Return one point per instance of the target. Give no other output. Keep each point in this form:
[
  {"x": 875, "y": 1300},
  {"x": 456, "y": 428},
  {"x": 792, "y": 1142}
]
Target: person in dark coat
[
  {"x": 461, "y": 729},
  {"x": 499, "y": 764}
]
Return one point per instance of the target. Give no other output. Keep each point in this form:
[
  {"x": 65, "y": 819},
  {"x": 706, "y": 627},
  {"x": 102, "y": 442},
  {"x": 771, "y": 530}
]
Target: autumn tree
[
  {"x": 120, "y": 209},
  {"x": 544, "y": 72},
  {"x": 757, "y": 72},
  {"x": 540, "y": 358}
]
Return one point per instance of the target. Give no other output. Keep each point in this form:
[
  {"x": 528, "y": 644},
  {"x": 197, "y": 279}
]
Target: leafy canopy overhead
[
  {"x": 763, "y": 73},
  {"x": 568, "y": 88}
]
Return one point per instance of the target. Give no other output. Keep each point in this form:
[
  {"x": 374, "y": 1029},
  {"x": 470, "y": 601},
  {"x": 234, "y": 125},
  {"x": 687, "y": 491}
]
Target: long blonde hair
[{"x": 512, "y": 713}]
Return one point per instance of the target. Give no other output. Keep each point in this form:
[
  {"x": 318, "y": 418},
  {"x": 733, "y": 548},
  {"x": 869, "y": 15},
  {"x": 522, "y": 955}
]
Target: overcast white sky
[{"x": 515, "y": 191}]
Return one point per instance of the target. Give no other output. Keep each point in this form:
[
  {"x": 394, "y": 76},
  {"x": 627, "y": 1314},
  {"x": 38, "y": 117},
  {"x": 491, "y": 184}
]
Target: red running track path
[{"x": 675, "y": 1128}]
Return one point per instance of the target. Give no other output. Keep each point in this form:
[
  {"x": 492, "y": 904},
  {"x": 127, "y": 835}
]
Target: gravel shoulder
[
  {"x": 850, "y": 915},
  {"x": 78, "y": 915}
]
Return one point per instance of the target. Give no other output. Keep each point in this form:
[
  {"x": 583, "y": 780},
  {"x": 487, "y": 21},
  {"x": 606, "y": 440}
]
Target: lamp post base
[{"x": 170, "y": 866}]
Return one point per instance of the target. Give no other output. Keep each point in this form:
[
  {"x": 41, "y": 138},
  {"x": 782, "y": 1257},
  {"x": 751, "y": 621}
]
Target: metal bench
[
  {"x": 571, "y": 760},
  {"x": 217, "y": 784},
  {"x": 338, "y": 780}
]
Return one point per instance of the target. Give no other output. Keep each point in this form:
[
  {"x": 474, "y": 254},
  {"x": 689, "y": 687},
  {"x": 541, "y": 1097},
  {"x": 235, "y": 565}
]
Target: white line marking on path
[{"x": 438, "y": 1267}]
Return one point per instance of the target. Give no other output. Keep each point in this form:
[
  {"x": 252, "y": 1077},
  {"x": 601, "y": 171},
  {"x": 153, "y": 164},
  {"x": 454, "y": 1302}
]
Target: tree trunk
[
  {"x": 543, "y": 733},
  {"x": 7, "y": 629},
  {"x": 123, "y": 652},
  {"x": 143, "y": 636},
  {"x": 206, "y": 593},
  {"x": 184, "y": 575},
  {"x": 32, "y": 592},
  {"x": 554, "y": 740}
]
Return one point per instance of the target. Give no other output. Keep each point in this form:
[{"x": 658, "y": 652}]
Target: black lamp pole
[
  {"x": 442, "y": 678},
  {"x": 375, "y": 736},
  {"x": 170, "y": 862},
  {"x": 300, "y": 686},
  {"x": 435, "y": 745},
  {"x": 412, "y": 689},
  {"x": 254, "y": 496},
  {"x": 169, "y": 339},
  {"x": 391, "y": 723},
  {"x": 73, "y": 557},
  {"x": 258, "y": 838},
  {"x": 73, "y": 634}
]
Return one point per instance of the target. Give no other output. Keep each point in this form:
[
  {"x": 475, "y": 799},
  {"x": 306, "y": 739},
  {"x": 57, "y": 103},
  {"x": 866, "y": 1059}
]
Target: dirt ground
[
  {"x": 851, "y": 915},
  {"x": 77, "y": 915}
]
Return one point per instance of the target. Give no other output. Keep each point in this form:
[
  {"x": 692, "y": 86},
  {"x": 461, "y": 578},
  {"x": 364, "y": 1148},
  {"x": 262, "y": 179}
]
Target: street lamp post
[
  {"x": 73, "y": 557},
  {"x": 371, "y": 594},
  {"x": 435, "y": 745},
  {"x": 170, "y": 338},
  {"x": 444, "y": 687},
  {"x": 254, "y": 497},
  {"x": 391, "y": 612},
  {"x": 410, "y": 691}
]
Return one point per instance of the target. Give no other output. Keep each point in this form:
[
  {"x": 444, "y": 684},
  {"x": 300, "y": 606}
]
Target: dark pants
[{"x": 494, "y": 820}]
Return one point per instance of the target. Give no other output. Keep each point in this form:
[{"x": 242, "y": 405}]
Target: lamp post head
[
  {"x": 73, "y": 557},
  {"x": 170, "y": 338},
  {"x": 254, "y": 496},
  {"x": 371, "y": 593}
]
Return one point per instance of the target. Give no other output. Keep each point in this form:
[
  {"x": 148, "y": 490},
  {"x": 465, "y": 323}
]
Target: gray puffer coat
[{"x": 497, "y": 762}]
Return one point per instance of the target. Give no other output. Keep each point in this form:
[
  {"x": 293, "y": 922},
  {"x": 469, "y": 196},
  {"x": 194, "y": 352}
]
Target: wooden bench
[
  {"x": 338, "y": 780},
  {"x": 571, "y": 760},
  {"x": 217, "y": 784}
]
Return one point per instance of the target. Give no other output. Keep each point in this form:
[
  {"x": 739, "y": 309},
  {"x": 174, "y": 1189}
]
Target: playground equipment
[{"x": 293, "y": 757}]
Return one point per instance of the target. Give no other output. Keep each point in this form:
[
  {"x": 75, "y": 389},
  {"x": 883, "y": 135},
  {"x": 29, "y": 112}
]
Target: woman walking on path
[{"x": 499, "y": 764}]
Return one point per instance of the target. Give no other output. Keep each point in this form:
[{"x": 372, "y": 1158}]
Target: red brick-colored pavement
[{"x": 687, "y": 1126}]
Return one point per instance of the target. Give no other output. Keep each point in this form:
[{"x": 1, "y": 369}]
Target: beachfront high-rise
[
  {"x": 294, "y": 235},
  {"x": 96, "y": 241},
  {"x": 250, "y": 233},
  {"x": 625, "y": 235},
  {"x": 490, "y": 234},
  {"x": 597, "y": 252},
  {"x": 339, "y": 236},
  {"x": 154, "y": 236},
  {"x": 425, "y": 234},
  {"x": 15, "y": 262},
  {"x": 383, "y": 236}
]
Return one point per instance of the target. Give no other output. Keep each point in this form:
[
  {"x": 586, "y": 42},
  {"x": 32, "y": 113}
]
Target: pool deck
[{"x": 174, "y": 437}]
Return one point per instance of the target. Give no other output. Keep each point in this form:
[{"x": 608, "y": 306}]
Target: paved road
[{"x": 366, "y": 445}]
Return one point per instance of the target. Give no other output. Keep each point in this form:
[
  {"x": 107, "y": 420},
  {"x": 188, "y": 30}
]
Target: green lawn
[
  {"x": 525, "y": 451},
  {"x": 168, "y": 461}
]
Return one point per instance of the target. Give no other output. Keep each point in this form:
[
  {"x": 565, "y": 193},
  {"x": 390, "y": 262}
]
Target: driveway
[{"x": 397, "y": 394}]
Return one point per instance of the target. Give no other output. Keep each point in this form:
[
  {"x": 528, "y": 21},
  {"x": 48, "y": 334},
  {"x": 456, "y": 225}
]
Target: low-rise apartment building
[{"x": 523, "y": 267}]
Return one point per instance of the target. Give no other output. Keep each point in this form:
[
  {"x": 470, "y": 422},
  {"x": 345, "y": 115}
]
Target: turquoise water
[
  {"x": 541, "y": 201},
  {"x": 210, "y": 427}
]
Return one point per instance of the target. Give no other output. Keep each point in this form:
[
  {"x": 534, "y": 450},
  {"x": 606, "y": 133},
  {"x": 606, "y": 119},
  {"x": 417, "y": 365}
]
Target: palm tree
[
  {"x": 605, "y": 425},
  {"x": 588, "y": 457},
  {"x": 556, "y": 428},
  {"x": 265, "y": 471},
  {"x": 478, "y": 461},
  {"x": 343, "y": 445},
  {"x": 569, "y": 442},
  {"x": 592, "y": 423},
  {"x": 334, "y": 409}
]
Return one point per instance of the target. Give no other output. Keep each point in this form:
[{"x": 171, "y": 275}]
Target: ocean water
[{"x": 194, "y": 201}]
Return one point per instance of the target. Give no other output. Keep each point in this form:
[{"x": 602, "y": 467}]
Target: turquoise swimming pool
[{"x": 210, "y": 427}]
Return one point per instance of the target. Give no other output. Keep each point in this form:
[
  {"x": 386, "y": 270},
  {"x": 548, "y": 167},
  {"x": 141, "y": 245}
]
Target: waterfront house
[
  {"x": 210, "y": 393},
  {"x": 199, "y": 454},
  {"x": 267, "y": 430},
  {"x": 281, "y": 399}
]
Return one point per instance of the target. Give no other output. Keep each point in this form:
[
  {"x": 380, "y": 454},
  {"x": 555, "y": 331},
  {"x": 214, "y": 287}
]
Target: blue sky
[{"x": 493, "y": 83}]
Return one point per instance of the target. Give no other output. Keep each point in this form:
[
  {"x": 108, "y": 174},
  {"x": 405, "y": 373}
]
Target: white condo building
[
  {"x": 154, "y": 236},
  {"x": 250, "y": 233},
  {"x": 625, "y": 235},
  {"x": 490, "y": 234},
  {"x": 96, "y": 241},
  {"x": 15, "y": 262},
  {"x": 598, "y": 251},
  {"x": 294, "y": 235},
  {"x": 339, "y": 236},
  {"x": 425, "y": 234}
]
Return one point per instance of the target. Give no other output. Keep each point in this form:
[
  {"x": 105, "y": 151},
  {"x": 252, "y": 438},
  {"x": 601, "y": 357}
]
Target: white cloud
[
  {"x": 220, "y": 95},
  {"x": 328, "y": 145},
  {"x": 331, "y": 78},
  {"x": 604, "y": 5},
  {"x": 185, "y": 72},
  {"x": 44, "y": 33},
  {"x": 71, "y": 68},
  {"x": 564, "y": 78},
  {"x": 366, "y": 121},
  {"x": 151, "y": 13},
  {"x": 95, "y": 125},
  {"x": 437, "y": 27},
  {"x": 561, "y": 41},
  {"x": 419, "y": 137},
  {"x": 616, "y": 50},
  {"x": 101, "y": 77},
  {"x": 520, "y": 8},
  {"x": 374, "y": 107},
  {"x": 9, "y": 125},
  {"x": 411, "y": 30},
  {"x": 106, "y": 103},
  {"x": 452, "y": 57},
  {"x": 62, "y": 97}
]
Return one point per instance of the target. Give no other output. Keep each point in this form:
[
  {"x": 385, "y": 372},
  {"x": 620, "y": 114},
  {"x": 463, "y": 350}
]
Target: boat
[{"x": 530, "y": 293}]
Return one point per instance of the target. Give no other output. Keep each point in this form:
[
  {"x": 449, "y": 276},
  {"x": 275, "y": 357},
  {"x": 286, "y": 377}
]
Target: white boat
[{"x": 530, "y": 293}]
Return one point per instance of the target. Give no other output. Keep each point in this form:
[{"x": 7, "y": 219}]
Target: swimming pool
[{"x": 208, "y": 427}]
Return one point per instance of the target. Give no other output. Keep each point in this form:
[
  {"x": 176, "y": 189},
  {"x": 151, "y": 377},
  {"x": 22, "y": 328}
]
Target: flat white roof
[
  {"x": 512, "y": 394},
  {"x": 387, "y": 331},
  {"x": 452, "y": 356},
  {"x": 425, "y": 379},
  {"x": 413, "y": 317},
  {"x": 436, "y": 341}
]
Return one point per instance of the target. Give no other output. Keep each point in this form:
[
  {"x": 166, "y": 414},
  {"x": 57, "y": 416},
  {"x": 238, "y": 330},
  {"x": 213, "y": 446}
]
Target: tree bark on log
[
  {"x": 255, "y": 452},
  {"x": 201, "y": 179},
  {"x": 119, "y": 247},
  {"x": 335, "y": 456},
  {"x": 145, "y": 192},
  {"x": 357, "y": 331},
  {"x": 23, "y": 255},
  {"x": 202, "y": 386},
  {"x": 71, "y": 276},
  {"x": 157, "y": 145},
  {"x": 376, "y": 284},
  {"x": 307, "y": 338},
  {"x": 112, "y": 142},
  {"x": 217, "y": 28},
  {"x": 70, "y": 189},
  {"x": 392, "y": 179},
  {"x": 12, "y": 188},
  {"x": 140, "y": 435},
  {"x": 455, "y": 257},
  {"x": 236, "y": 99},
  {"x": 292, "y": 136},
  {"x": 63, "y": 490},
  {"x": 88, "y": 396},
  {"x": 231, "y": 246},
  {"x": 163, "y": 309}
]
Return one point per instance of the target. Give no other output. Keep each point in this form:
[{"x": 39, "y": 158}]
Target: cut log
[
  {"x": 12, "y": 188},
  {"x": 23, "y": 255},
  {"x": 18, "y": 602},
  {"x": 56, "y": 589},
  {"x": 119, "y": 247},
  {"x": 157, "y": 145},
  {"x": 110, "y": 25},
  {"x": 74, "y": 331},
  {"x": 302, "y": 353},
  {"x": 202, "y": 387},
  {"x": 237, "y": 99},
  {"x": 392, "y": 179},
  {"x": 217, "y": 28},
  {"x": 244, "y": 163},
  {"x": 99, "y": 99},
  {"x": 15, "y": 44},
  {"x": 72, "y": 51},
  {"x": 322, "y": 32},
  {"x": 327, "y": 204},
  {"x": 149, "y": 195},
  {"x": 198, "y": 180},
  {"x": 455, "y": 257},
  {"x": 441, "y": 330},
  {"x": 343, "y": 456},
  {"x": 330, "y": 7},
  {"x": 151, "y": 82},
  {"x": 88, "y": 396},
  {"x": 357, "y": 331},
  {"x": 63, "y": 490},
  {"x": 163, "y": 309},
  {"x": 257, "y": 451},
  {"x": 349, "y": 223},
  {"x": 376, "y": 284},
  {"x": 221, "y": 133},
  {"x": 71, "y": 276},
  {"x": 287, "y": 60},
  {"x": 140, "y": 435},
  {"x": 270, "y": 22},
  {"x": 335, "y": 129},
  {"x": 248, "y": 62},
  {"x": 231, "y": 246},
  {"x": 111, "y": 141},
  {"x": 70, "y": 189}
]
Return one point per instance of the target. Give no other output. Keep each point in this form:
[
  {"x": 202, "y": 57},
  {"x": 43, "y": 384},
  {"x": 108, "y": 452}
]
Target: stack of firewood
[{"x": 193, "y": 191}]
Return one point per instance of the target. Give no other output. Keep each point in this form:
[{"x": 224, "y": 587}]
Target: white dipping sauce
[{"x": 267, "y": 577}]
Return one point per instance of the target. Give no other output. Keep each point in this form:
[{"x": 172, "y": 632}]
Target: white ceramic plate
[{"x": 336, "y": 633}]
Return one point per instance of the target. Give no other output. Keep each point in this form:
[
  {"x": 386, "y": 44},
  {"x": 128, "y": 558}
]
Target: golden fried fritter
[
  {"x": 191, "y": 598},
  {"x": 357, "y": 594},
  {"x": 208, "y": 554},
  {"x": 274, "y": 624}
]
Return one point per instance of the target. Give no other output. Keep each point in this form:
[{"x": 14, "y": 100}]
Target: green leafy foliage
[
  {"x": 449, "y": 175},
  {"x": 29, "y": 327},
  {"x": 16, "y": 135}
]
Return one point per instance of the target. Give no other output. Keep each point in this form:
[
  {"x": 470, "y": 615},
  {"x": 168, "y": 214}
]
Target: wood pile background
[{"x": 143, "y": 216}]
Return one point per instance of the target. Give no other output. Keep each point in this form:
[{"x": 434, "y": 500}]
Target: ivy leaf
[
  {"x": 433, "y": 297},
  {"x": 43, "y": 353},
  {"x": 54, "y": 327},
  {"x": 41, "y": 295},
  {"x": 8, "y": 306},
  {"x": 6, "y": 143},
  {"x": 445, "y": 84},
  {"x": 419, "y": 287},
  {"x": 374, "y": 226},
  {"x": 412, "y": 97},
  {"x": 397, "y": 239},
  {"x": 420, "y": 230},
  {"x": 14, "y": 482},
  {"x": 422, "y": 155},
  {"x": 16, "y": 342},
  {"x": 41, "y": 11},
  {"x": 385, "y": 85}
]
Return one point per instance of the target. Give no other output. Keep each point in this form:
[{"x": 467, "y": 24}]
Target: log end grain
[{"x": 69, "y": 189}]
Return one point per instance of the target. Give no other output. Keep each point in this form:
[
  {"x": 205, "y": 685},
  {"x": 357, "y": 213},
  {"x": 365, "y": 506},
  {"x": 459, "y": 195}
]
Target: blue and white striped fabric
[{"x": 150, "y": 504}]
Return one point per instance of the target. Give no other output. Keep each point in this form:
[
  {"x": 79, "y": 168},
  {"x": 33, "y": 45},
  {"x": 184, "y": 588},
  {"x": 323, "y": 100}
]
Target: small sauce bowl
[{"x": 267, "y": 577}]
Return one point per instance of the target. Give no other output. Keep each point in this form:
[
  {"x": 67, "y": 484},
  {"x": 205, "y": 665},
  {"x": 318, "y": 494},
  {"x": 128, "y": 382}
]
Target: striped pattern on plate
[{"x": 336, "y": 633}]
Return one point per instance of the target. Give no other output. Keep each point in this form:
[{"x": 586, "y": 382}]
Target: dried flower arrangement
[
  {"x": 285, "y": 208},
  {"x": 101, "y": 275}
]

* _Task brief_:
Please select and copy every line in the entries above that contains the string "bench". Case counts, so only lines that match its capitalization count.

* _Task result_:
Target: metal bench
Target: wooden bench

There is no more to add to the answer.